TEXTE FOURNI:

+ + +

Il faut pousser la lourde porte en bois d'origine, puis tourner dans le petit couloir et déboucher sur le salon pour comprendre. La vision est à couper le souffle. Les vitraux de l'église Saint-Nicholas, dans le petit village de Kyloe, sont encore aux murs, la charpente, faite de lourdes poutres de bois, est exposée à la vue, la voûte gothique soutient l'édifice. Tout indique cependant qu'il s'agit d'une maison privée : le lit placé au centre de l'autel, les vieux canapés bleus dans un coin de la pièce, les jouets d'enfant qui traînent par terre...
La majesté du lieu s'impose immédiatement. Rien à voir avec les luxueux lofts reconvertis dans d'anciens hangars, comme c'est la mode à Londres au bord de la Tamise.
Ici, la paroisse d'origine est encore là, omniprésente, imposante. Elle n'a pas disparu et a juste été adaptée à la vie quotidienne moderne. Il faut du temps pour s'habituer aux dimensions : 20 mètres de long, 7 mètres de large, 10 mètres de plafond... Et ce n'est que pour le salon.
Ian Bottomley apprécie du coin de l'oeil la surprise du visiteur. Avec sa femme Sally Onions, il a mis dans cette rénovation presque une décennie de sa vie, " dont trois ans et demi à temps plein ". Pour ce pilote d'avion et sa compagne, c'était un coup de foudre pas vraiment réfléchi. " On voulait retaper une maison, raconte- t-il, mais dans le coin, il existe soit de toutes petites maisons individuelles, soit d'énormes manoirs, et on ne trouvait pas ce qu'on voulait. " Jusqu'au jour, en 2000, où ils tombent par hasard sur une agence immobilière qui a mis l'église Saint-Nicholas en vente.

+ + +

DONNÉES EXTRAITES:

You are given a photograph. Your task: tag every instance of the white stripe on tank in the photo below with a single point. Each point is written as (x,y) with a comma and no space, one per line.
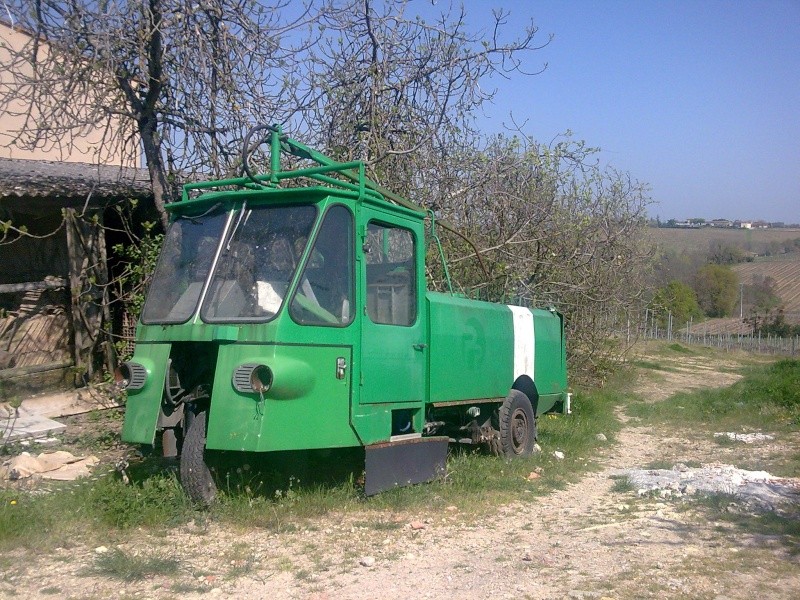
(523,341)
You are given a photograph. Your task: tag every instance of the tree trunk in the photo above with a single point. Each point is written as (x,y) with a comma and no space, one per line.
(155,165)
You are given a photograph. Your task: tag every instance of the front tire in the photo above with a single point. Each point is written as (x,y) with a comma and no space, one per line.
(196,477)
(517,426)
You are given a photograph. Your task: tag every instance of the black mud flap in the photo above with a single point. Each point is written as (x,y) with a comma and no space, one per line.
(404,462)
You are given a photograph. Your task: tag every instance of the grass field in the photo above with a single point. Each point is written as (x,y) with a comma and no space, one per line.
(784,269)
(698,240)
(786,273)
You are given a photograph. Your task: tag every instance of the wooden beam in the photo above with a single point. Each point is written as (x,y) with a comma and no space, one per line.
(50,283)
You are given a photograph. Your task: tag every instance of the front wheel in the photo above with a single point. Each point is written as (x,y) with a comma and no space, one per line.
(517,426)
(196,478)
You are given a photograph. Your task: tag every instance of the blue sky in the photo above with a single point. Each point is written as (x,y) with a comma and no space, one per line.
(700,99)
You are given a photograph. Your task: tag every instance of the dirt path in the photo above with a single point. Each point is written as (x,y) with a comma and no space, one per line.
(587,541)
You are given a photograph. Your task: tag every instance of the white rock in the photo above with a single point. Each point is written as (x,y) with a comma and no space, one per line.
(367,561)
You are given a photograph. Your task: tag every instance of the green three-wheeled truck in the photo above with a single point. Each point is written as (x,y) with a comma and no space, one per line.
(295,318)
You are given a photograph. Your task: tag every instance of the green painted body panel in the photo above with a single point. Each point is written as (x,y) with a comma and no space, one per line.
(142,406)
(306,407)
(471,348)
(393,359)
(550,354)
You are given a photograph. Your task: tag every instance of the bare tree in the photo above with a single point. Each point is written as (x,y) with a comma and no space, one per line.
(390,88)
(555,228)
(186,77)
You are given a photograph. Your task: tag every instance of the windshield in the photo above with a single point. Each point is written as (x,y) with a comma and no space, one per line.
(183,267)
(257,263)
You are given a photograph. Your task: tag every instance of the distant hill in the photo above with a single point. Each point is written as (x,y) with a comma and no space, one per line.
(785,270)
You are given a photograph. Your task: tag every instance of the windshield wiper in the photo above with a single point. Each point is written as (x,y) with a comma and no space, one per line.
(195,219)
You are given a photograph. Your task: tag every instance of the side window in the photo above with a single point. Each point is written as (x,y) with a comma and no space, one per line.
(391,280)
(324,294)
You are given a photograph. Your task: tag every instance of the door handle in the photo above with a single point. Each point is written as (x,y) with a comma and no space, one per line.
(341,367)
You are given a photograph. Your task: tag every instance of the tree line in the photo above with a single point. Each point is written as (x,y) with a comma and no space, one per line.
(361,80)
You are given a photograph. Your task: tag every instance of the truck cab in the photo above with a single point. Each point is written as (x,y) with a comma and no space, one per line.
(296,318)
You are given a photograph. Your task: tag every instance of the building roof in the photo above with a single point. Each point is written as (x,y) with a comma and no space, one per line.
(31,185)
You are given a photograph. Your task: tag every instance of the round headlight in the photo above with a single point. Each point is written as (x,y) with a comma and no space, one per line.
(252,378)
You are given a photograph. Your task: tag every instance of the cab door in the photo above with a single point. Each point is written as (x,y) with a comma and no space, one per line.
(393,333)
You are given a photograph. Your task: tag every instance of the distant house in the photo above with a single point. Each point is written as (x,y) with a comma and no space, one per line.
(53,282)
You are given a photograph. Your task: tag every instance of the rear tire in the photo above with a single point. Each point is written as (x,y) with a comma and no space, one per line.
(517,425)
(196,477)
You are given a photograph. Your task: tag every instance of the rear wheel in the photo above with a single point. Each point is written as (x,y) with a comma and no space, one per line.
(196,478)
(517,427)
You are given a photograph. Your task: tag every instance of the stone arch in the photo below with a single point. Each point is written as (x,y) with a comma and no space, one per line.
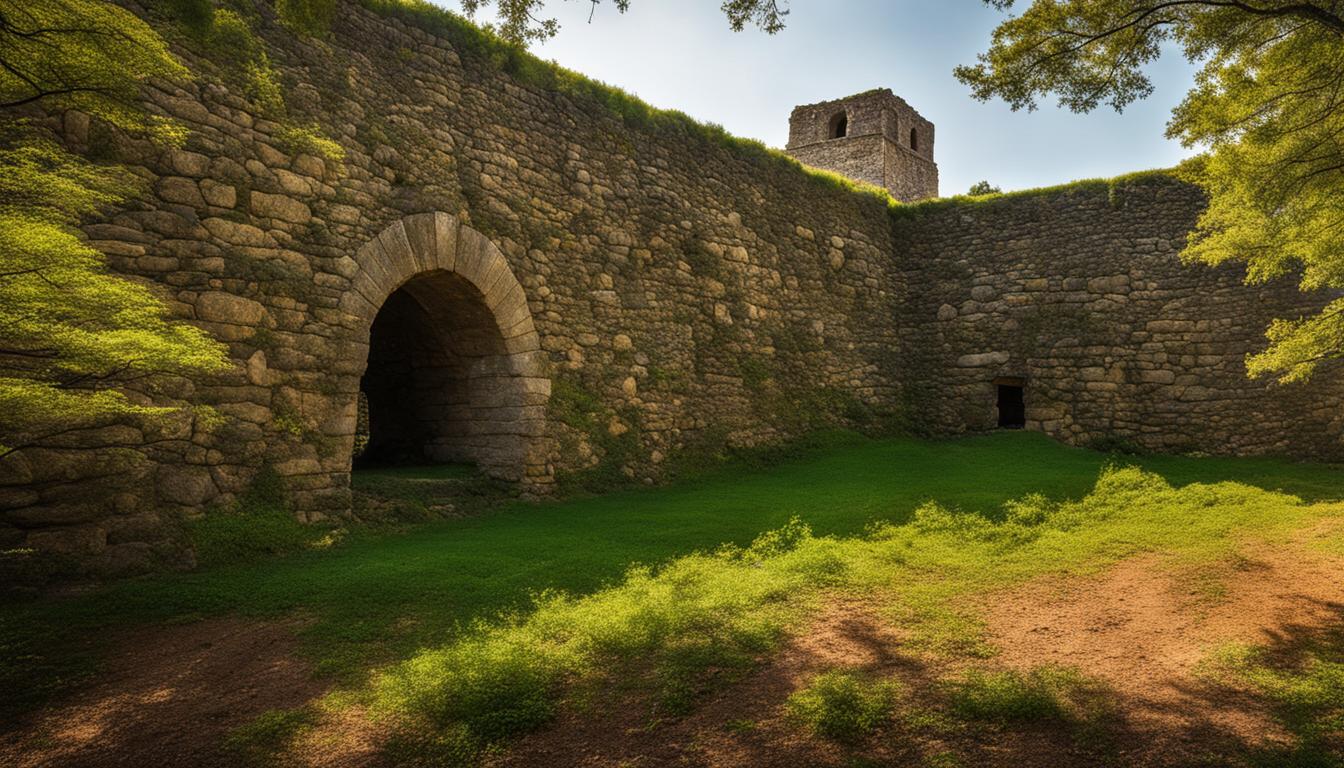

+ + +

CONSIGNE A: Réécrivez le passage du texte sur l'église de Kyloe commençant à « Il faut pousser » et se terminant à « de la Tamise. ». Remplacez-y « canapés » par « fauteuils ».
CONSIGNE B: Poursuivez s'il vous plaît le texte sur l'église Saint-Nicholas devenue maison, à partir de sa dernière phrase.

RÉPONSE RÉDIGÉE A:
Il faut pousser la lourde porte en bois d'origine, puis tourner dans le petit couloir et déboucher sur le salon pour comprendre. La vision est à couper le souffle. Les vitraux de l'église Saint-Nicholas, dans le petit village de Kyloe, sont encore aux murs, la charpente, faite de lourdes poutres de bois, est exposée à la vue, la voûte gothique soutient l'édifice. Tout indique cependant qu'il s'agit d'une maison privée : le lit placé au centre de l'autel, les vieux fauteuils bleus dans un coin de la pièce, les jouets d'enfant qui traînent par terre...
La majesté du lieu s'impose immédiatement. Rien à voir avec les luxueux lofts reconvertis dans d'anciens hangars, comme c'est la mode à Londres au bord de la Tamise.

RÉPONSE RÉDIGÉE B:
La paroisse, construite en 1792, et
en utilisation religieuse jusqu'en 1987, avait été rachetée par un particulier. " Mais le type avait fait n'importe quoi : il voulait rénover l'endroit, mais avait commencé à placer des murs qui coupaient les vitraux en deux, et installait des meubles bas de gamme pour décorer. " Pour 100 000 euros, Ian et Sally décident d'acheter et de tout refaire. " Mon père, qui est ouvrier du bâtiment, est venu voir. Il m'a dit : "Il y a de grosses fissures, l'humidité a pénétré profondément les murs, le toit est à refaire, mais regardez la beauté de cette pièce" ! "
La rénovation a été loin d'être simple. Pendant longtemps, Ian et Sally ont tâtonné : d'un côté, ils voulaient conserver l'espace impressionnant ; de l'autre, il leur fallait un logement fonctionnel, qui puisse être chauffé. Les hivers dans ce coin d'Angleterre sont frisquets...
Jusqu'au jour de l'illumination. " On a décidé de couper l'église en deux, mais dans le sens vertical ", explique Ian. La tour située à l'entrée, où était la cloche - malheureusement disparue - et une partie de la nef ont servi à la construction d'un petit appartement. A l'intérieur, trois chambres, une kitchenette et une salle de bains avec vitraux ont été installées. C'est là que le couple et leur enfant de 2 ans vivent six mois de l'année. " Paradoxalement, c'est plutôt petit ", souligne Ian. Mais aux beaux jours, ils déménagent et utilisent l'immense salon.
Forts de l'idée de cette partition, les deux tourtereaux se sont mis au travail, avec une obsession : conserver l'esprit originel de l'église. Ils se sont pour cela lancés dans une énorme entreprise de récupération : l'escalier installé dans le salon vient d'un ancien commissariat de Bradford ; le balcon auquel il mène est tiré d'une chapelle du pays de Galles ; l'énorme table de la salle à manger a été réalisée à partir du bois d'une église locale désaffectée...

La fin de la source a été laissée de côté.